It’s a middle finger to victims of racist police violence in every city, starting with LaQuan McDonald, making his words of support empty and hypocritical to the Floyd family and all those who’ve lost a loved one to the barrel of a cop gun.
IMO, any D Senator who votes to reward Emmanuel for Party loyalty will confirm that this loyalty (or their own re-election) is more important to them than caring about police violence or racism.
The buck stops somewhere yada yada yada…
Better headline:
Another atrocity:
Edit: and regarding the filibuster, I think Robert Reich is right on how Biden should change his tone, stat:
Friends,
During his speech commemorating the centennial of the Tulsa massacre yesterday, Joe Biden remarked, “I hear all the folks on TV saying, ‘Why doesn’t Biden get this done?’ Well, because Biden only has a majority of effectively four votes in the House and a tie in the Senate, with two members of the Senate who vote more with my Republican friends.”

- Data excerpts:
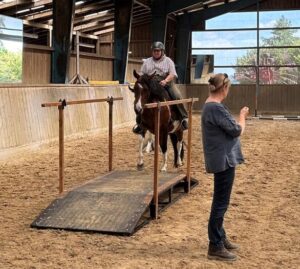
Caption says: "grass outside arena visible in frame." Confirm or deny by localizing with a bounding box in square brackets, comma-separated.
[0, 115, 300, 269]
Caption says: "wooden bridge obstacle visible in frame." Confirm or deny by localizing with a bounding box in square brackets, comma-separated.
[31, 97, 198, 232]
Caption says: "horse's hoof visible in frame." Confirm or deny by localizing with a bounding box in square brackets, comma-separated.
[136, 163, 144, 171]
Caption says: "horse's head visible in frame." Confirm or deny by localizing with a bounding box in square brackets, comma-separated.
[128, 70, 155, 113]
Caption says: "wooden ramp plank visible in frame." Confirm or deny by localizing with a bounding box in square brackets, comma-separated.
[31, 171, 190, 235]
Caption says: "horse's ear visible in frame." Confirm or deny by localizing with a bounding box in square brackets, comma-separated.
[149, 71, 156, 79]
[128, 85, 134, 92]
[133, 69, 140, 79]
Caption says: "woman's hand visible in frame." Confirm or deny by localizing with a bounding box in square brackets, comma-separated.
[240, 106, 249, 118]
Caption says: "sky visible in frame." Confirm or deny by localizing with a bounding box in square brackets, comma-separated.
[192, 10, 300, 81]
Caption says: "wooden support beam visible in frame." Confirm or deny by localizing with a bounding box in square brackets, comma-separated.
[176, 13, 191, 84]
[113, 0, 133, 83]
[151, 0, 167, 43]
[51, 0, 75, 83]
[166, 0, 205, 14]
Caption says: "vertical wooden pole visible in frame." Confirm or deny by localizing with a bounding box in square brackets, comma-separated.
[108, 97, 114, 171]
[152, 106, 160, 219]
[75, 31, 80, 75]
[58, 103, 65, 193]
[186, 101, 193, 193]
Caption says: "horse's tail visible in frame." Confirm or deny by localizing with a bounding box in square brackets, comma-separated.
[169, 133, 178, 167]
[180, 140, 187, 160]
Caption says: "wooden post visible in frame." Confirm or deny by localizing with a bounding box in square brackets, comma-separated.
[108, 97, 114, 171]
[58, 101, 65, 193]
[151, 105, 160, 219]
[186, 101, 193, 193]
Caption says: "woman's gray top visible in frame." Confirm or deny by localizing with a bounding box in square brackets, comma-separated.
[201, 102, 244, 173]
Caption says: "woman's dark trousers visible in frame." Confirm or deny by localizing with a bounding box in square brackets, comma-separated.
[208, 167, 235, 247]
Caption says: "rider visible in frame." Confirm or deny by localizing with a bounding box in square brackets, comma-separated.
[133, 41, 188, 134]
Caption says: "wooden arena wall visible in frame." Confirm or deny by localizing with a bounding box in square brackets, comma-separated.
[0, 85, 135, 150]
[180, 84, 300, 115]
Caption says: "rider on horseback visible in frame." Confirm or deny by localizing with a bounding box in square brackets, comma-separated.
[133, 41, 188, 134]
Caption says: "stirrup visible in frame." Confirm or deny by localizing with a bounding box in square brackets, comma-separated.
[132, 124, 143, 134]
[181, 118, 189, 131]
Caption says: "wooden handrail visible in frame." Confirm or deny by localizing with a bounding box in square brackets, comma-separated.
[42, 97, 123, 107]
[144, 98, 199, 108]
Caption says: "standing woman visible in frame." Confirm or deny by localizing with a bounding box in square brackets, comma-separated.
[201, 74, 249, 261]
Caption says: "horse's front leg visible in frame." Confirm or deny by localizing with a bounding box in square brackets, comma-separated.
[159, 130, 168, 172]
[137, 133, 145, 170]
[176, 130, 184, 167]
[177, 140, 183, 167]
[145, 132, 154, 153]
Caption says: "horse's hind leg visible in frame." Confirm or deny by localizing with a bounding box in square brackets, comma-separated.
[137, 133, 145, 170]
[159, 133, 168, 172]
[176, 130, 183, 167]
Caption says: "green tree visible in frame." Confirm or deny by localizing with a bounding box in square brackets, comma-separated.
[0, 48, 22, 83]
[235, 16, 300, 84]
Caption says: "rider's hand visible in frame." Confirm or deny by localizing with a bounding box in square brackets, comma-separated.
[240, 106, 249, 118]
[159, 80, 167, 86]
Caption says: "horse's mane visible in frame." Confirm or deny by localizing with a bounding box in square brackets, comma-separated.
[141, 74, 169, 101]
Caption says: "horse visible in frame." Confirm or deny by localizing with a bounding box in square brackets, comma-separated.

- What to do:
a) In the passage on police violence, give the part that opens with "It’s a middle" and closes with "violence or racism." again, swapping "loyalty" for "allegiance".
b) Extend the passage on police violence and the Senate from where it stops.

- Answers to the tasks:
a)
It’s a middle finger to victims of racist police violence in every city, starting with LaQuan McDonald, making his words of support empty and hypocritical to the Floyd family and all those who’ve lost a loved one to the barrel of a cop gun.
IMO, any D Senator who votes to reward Emmanuel for Party allegiance will confirm that this allegiance (or their own re-election) is more important to them than caring about police violence or racism.

b)
That “two members of the Senate” line is a thinly veiled reference to conservative Democratic Senators Joe Manchin and Kyrsten Sinema, who are refusing to end the filibuster and actually use Democrats’ Senate majority to pass crucial legislation like the For the People Act.
Listen, I understand that getting these two to fall in line is no easy task for Joe Biden. But here’s the thing: the stakes are simply too high. We are talking about the future of civil and voting rights — critical to fighting racism and preserving American democracy.
There is no excuse for two Democratic senators to allow Republicans to stomp on our democracy and entrench their minority rule for generations.
And there is no reason Joe Biden should let them. It’s time for him to assert the leadership that President Lyndon Baines Johnson asserted more than a half-century ago.
When someone tried to persuade LBJ not to waste his time on civil and voting rights, he replied, “Well, what the hell’s the presidency for?” Johnson worked to break the southern filibuster – lobbying recalcitrant senators and pressuring their colleagues to do the same. As Senator Hubert Humphrey later described it, “the president grabbed me by my shoulder and damn near broke my arm.”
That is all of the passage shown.